» WHAT YOU HAVE TO DO
Pick out every line in the listing below that contains the string "person" and copy each one in full. Matching is case-sensitive.

» INPUT DATA
::::::
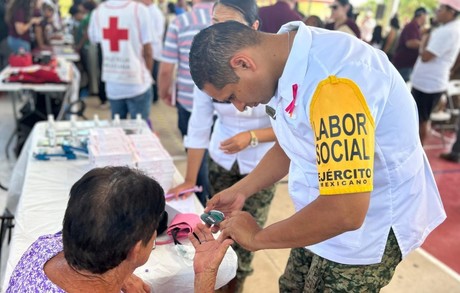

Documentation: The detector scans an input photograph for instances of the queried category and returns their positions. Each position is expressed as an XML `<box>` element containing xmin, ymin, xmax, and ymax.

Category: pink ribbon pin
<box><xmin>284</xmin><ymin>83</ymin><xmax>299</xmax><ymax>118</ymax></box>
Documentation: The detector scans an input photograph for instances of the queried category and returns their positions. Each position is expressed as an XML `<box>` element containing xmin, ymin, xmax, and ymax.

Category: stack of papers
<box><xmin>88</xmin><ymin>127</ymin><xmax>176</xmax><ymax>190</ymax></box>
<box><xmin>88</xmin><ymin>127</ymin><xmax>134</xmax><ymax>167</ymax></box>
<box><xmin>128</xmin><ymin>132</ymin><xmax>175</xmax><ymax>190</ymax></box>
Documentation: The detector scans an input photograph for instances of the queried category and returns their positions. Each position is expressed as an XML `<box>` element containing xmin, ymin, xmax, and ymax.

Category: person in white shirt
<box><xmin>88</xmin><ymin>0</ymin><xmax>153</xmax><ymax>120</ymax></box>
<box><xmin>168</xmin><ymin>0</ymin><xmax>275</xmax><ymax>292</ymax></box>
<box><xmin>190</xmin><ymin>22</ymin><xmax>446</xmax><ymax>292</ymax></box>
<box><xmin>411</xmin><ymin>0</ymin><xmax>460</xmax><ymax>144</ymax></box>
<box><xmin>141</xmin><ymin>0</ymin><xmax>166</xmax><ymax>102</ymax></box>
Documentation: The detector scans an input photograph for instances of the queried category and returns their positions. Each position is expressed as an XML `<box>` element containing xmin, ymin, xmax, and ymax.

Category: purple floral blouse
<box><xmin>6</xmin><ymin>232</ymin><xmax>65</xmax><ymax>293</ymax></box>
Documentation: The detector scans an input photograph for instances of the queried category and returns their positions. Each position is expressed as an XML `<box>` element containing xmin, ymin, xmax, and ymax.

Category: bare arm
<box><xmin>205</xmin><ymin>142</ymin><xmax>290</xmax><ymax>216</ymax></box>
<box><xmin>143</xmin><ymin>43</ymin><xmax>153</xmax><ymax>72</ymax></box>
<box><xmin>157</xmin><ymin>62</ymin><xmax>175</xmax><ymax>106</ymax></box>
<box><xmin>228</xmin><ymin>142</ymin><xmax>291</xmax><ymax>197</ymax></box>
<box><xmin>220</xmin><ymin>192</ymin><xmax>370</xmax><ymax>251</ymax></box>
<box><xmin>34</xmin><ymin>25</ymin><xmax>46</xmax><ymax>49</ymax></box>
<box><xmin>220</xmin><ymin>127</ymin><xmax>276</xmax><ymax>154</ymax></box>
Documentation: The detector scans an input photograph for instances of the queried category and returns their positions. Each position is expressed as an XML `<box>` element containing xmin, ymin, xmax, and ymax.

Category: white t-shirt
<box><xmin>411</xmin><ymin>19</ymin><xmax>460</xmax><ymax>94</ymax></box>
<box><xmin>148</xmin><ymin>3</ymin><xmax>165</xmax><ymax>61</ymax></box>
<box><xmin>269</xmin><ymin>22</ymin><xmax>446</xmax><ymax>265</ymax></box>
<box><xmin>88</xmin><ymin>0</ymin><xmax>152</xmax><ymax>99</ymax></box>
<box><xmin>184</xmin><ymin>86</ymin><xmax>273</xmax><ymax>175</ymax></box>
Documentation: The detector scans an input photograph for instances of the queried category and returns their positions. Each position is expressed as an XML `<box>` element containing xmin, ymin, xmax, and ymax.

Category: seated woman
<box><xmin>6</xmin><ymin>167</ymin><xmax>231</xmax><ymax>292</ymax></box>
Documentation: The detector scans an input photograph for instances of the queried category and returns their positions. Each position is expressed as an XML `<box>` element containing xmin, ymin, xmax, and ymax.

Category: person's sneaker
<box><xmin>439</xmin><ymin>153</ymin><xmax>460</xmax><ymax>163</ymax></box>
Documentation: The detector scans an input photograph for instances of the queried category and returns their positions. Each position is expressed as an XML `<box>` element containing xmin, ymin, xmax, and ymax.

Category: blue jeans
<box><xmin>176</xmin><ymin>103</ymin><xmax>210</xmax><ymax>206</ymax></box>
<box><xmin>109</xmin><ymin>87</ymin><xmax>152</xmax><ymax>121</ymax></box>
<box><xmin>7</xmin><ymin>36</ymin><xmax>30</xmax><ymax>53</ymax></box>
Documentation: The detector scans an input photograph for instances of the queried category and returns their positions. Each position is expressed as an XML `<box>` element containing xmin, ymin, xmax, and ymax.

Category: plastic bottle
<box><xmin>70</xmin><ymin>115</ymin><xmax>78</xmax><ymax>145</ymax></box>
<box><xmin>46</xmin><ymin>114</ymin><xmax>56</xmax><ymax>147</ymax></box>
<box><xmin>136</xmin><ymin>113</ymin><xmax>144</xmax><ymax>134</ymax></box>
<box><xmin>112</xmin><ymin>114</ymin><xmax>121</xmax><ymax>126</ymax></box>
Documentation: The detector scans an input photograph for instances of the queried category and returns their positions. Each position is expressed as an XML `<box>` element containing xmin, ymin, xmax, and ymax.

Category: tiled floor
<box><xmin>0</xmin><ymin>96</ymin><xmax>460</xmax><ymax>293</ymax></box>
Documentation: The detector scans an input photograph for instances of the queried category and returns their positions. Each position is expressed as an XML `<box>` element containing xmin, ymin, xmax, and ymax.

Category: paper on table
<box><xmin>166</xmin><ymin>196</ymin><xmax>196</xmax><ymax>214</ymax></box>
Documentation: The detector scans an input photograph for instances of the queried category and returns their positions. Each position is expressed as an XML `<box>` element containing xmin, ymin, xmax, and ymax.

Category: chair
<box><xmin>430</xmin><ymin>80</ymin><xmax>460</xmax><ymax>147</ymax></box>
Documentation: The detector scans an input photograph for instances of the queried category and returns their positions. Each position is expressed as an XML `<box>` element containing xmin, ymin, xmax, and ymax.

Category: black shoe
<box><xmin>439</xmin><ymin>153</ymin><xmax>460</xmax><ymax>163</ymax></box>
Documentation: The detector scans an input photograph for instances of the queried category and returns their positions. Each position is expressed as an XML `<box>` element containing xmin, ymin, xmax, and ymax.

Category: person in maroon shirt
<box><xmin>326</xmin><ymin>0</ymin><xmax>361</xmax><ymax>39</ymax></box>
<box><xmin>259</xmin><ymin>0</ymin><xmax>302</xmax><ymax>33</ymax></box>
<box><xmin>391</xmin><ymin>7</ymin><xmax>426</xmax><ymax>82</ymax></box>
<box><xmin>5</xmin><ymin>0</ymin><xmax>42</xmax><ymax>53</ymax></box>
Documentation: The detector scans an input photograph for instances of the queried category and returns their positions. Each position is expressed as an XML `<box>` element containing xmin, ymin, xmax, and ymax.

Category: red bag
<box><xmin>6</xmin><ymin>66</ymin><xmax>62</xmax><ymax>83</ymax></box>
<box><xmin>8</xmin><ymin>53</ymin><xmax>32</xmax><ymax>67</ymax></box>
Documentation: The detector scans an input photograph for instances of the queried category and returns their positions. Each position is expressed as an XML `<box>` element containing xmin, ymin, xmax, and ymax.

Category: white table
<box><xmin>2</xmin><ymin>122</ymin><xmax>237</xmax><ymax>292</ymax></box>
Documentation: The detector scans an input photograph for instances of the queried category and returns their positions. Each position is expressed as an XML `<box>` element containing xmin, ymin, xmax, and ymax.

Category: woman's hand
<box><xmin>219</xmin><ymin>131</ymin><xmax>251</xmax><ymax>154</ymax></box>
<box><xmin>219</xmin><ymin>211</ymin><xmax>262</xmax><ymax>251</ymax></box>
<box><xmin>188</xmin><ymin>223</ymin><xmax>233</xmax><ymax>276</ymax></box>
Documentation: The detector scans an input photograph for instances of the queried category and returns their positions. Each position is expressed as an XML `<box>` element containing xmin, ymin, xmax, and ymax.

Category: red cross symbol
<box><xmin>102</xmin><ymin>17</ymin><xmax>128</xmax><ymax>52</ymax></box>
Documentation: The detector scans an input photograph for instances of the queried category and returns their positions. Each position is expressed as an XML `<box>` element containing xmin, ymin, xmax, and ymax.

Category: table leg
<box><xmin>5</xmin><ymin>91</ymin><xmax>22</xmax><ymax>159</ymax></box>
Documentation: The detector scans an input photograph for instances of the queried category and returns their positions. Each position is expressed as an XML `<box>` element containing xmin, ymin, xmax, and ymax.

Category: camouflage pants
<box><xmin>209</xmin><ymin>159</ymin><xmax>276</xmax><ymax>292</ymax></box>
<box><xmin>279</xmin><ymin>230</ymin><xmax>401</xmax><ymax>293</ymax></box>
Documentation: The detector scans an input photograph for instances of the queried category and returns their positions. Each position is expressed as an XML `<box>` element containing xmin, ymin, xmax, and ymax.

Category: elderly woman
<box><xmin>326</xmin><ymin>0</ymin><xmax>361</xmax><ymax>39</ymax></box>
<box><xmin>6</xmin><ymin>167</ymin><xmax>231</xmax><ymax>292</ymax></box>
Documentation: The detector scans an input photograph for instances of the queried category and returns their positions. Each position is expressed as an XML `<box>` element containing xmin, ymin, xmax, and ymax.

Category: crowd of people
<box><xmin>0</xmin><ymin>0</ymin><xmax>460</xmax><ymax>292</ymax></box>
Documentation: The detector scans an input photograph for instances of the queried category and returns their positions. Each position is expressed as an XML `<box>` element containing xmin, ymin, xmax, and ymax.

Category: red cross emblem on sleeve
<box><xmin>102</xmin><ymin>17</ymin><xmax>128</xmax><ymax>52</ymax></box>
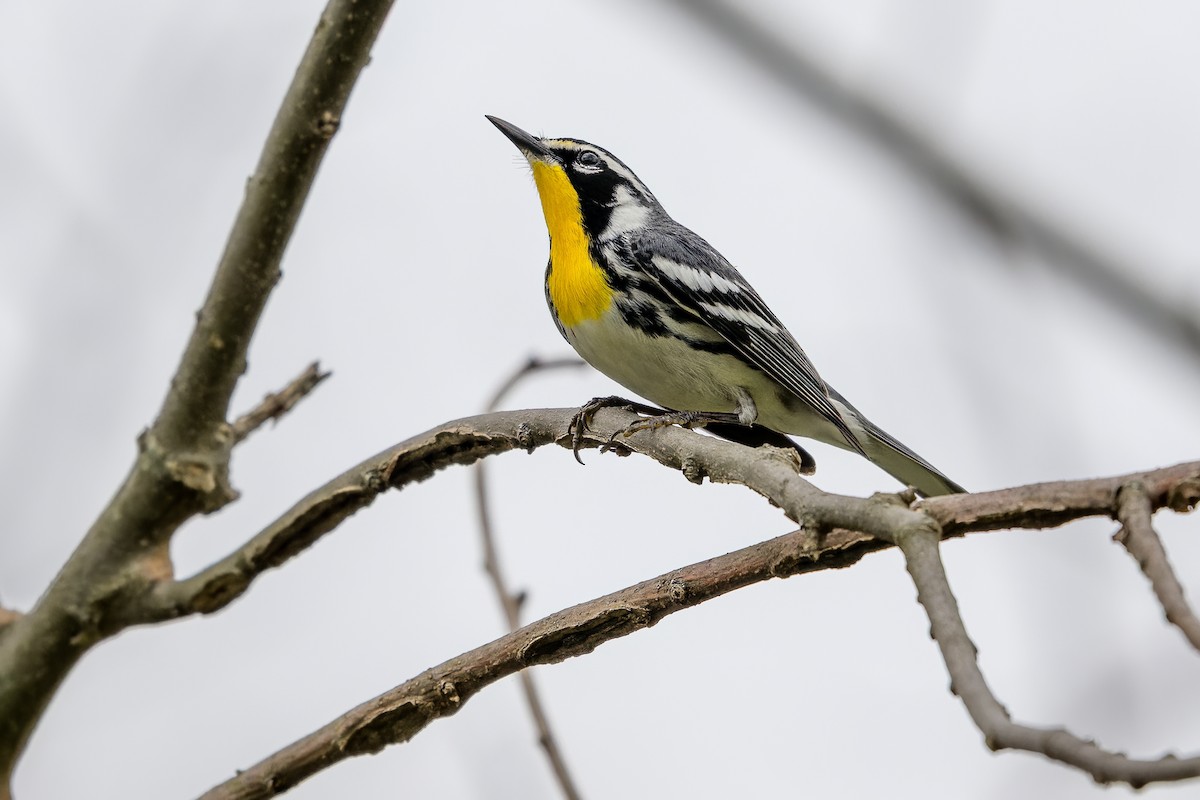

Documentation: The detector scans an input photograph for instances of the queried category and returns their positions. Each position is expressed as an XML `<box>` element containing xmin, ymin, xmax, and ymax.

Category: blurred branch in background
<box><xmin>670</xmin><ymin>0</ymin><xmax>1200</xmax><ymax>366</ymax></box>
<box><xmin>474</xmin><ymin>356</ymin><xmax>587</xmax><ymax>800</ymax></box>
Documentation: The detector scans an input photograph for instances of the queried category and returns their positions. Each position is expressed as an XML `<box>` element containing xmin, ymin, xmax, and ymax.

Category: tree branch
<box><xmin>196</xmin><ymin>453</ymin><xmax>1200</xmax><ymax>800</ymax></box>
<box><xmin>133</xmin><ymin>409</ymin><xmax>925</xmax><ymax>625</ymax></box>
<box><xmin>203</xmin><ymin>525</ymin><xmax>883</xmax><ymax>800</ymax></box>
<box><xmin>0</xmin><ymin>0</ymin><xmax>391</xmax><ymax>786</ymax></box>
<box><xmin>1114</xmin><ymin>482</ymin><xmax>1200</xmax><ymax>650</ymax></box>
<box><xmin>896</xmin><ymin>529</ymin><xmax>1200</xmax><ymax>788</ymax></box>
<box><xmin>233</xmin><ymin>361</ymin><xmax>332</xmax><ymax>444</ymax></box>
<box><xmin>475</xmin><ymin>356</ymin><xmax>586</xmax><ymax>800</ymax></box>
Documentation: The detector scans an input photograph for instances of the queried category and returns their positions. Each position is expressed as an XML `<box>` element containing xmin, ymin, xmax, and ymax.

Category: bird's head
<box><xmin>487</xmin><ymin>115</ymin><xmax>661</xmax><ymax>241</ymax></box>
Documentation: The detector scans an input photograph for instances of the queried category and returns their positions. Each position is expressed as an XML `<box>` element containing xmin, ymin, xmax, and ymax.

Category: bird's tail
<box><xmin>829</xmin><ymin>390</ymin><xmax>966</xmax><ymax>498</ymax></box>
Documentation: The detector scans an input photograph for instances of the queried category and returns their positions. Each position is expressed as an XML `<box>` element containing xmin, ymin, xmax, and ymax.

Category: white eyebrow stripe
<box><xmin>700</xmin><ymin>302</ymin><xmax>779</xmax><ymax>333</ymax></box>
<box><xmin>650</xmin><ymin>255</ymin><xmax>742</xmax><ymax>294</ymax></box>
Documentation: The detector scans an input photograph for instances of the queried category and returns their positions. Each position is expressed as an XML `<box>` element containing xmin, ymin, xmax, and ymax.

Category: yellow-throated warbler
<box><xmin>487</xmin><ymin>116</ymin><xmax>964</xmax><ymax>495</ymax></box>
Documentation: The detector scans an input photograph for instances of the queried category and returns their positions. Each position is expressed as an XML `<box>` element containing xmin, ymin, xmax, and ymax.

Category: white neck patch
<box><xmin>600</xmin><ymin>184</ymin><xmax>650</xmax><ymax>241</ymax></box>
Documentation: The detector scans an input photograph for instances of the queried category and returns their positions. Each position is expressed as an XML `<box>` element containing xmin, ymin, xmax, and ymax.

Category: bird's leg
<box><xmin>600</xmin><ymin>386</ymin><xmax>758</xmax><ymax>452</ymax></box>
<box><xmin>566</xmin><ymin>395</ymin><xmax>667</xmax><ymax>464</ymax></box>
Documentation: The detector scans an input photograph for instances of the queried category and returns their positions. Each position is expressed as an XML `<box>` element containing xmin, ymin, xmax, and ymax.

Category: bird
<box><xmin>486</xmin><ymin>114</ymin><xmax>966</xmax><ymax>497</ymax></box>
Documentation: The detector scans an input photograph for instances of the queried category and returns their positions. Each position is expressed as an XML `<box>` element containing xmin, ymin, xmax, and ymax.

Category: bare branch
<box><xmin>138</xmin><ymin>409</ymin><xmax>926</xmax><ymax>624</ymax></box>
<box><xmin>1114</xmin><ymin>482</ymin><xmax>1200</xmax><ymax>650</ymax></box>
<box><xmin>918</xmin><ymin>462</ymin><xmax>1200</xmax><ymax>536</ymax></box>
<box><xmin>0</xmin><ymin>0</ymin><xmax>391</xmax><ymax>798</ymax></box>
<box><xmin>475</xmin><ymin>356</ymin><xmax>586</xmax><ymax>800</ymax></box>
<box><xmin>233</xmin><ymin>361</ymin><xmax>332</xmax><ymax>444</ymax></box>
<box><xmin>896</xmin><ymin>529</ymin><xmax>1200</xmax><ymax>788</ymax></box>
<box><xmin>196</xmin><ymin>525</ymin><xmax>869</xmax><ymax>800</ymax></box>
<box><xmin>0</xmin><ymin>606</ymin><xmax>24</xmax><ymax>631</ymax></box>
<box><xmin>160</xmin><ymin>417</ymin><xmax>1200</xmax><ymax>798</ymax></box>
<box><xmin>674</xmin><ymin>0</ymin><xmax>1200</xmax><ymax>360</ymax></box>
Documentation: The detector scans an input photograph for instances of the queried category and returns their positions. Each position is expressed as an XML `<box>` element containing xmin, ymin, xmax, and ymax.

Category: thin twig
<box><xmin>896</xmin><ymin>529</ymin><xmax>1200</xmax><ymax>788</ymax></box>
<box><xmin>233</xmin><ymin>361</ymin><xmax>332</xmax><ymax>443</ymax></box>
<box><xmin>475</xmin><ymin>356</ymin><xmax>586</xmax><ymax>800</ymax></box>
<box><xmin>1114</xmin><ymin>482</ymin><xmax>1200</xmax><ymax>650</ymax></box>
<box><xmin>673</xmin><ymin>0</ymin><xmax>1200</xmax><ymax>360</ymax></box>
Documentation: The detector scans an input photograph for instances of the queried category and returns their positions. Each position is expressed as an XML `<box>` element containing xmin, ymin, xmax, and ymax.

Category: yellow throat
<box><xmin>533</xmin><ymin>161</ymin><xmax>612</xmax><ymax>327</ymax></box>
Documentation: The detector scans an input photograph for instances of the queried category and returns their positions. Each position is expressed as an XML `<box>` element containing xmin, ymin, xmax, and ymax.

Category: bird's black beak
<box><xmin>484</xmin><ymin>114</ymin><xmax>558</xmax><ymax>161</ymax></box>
::::::
» TASK ANSWER
Category: person in white shirt
Category: person's sneaker
Category: person in maroon shirt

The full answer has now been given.